PROBLEM SET:
A: According to the text on 5G and sensor development, when did Qualcomm announce it had developed an antenna small enough for smartphones that could harness mmWave frequencies?
B: Translate this sentence from the text on 5G and sensor development into Spanish: "The race to make 5G commercially available is ramping up."
BEGIN READING TEXT
The race to make 5G commercially available is ramping up. One of the technology hurdles to overcome is making antennas small enough for use in smartphones, but also capable enough to harness millimeter wave (mmWave) radio frequencies that deliver fiber-optic-like speeds. In July 2018, Qualcomm announced it has developed an antenna that achieves this, even as some industry experts questioned the technical feasibility of miniaturized antennas that could tap mmWave frequencies—or at least doubted it was possible to produce these by the time the first 5G wireless networks begin rolling out in 2019.
Designing next-gen IoT sensors that will work over 5G networks requires extensive prototyping and testing, rendering the sluggish (potentially weeks-long) simulation times of legacy platforms unacceptable.
The use of ultrasound sensors is expected to become increasingly more prevalent for ADAS. In their present state of evolution, self-driving cars require a combination of sensing mechanisms including: radar, optical cameras, lidar, and ultrasound. Many industry experts suggest that as the GPS used in mobile phones improves to where it is capable of predicting where a phone is within an inch, the automotive industry will adapt this technology to meet the stringent requirements of self-driving cars, streamlining the types of sensors the vehicles rely on. The use of ultrasound sensing as high-resolution, shorter-distance sensing, when compared with radar and lidar, holds great promise for automobiles. Adapting a consumer technology to cars where lives are at stake, requires hours of extensive testing. The industry is ready for a scenario where this testing could occur simultaneously and in parallel, because costs were contained, and resources were abundant and on demand.
END READING TEXT
BEGIN INFORMATION GIVEN
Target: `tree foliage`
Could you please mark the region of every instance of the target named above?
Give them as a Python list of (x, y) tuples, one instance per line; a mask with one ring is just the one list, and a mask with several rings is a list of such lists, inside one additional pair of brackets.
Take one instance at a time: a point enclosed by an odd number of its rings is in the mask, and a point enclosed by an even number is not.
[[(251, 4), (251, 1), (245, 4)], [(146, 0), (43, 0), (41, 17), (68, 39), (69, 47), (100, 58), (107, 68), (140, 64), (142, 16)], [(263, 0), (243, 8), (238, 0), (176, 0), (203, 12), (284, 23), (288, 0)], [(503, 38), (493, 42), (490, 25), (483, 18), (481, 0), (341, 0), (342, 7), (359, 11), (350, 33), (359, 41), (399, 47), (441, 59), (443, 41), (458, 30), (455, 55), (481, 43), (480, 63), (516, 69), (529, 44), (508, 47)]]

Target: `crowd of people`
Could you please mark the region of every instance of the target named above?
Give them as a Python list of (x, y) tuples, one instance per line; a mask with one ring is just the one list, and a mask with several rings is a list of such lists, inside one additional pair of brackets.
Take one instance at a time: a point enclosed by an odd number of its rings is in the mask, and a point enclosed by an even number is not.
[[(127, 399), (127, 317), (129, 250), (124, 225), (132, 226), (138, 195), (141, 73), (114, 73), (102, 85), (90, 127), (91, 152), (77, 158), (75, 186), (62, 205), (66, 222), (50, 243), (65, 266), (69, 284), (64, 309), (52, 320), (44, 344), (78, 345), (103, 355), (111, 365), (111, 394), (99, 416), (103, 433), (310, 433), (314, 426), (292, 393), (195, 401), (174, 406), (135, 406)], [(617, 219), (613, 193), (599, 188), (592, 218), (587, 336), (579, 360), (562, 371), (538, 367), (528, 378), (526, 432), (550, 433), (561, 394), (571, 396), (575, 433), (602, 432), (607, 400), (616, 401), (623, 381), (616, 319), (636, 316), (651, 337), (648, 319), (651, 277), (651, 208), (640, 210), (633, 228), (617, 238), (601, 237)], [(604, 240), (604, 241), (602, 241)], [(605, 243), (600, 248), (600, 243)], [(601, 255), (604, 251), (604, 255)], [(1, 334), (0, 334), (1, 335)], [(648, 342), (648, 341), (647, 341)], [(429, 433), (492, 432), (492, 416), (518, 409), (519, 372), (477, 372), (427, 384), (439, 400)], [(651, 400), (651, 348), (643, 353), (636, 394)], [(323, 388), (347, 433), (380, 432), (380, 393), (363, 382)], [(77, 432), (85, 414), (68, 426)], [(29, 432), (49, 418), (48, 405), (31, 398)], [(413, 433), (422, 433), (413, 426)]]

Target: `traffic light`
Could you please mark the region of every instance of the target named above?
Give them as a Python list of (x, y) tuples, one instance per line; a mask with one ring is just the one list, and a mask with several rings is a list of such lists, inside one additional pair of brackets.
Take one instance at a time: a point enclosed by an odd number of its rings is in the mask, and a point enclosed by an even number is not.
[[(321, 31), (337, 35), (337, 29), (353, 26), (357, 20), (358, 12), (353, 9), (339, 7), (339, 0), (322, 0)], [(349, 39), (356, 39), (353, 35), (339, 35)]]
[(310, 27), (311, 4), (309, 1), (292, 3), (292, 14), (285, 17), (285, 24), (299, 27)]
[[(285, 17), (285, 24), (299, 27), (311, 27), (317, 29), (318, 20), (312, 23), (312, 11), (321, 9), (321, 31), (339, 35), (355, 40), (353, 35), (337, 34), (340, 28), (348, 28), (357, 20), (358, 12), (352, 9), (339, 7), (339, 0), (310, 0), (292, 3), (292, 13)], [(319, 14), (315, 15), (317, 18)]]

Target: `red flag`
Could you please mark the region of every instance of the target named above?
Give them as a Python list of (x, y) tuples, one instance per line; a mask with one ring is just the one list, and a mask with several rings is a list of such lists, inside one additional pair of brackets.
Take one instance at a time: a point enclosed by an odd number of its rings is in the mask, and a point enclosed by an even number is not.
END INFORMATION GIVEN
SOLVED PROBLEMS:
A: In July 2018.

B: La carrera por hacer que el 5G esté disponible comercialmente se está intensificando.